-- Problem details --
In the listing below, repeat exactly every line from the first through the line containing "negative clicks: (154, 167)", with nothing else.

-- Dataset entries --
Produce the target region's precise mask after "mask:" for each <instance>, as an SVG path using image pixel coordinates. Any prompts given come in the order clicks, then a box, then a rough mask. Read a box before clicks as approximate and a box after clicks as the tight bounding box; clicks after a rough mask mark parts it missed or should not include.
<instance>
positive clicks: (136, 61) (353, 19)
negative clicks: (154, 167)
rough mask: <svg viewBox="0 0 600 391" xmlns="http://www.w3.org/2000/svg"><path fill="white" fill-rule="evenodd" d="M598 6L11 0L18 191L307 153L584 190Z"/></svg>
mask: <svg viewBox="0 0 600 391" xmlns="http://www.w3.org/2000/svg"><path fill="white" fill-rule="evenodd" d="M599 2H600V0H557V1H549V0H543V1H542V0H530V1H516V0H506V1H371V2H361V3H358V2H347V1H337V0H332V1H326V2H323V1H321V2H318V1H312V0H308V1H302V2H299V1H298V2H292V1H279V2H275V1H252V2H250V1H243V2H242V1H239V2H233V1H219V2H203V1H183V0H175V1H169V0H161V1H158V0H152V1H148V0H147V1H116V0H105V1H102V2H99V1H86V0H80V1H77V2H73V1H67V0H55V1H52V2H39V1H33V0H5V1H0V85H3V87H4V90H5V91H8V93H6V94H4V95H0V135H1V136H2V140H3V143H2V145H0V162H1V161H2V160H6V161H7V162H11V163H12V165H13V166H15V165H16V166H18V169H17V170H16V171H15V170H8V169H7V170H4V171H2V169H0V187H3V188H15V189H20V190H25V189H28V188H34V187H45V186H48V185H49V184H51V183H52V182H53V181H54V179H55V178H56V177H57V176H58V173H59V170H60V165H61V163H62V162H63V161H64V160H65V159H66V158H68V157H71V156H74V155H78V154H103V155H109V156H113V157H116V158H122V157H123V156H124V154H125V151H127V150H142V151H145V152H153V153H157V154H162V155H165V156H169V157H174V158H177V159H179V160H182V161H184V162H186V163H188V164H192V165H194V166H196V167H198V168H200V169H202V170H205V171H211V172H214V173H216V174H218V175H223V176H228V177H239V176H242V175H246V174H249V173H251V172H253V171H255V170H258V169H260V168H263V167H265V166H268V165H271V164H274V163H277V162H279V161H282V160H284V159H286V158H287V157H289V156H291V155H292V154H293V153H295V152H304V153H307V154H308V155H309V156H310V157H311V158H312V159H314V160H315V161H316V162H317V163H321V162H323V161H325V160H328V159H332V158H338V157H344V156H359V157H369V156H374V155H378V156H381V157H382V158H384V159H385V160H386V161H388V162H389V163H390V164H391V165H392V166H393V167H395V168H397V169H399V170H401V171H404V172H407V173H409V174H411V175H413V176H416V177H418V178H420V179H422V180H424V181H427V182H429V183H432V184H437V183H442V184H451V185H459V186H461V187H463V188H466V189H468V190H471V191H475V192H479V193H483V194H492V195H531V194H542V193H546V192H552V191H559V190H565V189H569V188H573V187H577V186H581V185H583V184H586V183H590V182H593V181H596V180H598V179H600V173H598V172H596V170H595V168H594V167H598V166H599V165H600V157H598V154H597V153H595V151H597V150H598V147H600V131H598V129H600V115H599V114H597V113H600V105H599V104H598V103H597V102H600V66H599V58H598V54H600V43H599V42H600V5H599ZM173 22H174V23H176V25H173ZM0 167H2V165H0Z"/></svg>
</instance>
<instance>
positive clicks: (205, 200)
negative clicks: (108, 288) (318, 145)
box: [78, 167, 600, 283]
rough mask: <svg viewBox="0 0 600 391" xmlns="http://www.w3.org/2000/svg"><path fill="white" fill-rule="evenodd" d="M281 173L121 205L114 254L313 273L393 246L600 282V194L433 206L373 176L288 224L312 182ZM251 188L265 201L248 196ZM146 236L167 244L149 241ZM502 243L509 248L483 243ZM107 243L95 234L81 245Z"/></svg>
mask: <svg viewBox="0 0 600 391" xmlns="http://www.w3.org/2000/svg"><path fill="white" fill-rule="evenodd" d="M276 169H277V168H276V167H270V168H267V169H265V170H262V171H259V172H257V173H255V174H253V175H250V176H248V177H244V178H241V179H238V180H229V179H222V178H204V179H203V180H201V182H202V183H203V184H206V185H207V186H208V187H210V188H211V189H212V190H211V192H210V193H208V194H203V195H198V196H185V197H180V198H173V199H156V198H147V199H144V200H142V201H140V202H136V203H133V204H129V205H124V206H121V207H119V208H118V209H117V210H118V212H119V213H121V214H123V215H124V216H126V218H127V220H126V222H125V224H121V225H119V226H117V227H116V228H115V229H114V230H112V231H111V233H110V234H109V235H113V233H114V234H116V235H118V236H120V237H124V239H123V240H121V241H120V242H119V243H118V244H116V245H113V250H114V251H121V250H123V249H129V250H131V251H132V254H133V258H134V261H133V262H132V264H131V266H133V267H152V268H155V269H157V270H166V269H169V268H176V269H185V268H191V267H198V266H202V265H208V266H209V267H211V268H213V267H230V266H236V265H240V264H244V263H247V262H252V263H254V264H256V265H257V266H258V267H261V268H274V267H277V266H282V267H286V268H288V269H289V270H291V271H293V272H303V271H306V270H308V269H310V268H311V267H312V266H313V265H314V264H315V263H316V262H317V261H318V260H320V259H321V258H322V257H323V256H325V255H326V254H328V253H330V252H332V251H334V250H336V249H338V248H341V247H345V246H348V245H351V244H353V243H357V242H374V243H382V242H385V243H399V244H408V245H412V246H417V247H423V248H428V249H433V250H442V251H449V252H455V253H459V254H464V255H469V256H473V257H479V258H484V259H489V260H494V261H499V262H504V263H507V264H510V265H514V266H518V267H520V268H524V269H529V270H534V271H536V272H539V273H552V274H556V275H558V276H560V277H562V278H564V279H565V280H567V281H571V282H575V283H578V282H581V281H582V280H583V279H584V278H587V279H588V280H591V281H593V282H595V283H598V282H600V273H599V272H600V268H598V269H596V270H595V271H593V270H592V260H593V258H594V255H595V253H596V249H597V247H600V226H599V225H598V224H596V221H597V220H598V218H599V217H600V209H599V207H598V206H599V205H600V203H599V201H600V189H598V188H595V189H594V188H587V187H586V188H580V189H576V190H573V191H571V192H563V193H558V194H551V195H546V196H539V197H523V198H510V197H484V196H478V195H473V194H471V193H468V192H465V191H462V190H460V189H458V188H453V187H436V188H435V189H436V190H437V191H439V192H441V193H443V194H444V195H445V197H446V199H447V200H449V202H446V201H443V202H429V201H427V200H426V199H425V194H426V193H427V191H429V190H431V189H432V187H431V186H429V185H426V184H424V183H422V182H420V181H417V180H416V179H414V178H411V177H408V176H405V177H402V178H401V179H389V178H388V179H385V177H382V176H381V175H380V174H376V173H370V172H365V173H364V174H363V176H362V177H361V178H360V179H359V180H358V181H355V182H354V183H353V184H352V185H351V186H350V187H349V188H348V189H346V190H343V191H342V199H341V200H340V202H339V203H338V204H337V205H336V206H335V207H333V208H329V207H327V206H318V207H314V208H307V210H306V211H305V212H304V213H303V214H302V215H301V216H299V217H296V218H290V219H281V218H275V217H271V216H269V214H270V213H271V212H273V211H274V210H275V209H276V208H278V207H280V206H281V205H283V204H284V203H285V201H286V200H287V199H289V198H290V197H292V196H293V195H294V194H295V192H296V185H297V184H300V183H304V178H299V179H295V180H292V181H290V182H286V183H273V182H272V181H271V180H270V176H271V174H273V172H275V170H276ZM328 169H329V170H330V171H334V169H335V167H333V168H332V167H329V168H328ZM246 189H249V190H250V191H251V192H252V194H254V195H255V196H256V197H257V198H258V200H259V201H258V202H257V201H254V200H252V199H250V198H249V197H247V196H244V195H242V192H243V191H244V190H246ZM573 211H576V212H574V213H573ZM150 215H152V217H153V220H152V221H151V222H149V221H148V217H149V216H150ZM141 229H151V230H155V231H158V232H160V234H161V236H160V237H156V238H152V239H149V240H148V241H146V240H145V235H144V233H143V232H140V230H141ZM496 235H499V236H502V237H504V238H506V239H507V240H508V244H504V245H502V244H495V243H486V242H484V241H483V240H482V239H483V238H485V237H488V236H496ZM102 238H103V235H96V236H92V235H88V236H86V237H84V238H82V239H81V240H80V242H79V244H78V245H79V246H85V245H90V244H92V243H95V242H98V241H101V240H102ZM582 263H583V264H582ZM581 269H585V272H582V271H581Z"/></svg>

-- Task solution --
Produce the target region's precise mask after "mask:" for each <instance>, as an SVG path using image pixel coordinates. Any prompts given come in the order clicks, then a box, then a rough mask. Read a box before clicks as approximate and a box after clicks as the tight bounding box; clicks after a rough mask mark parts it missed or should not include.
<instance>
positive clicks: (136, 61) (353, 19)
negative clicks: (154, 167)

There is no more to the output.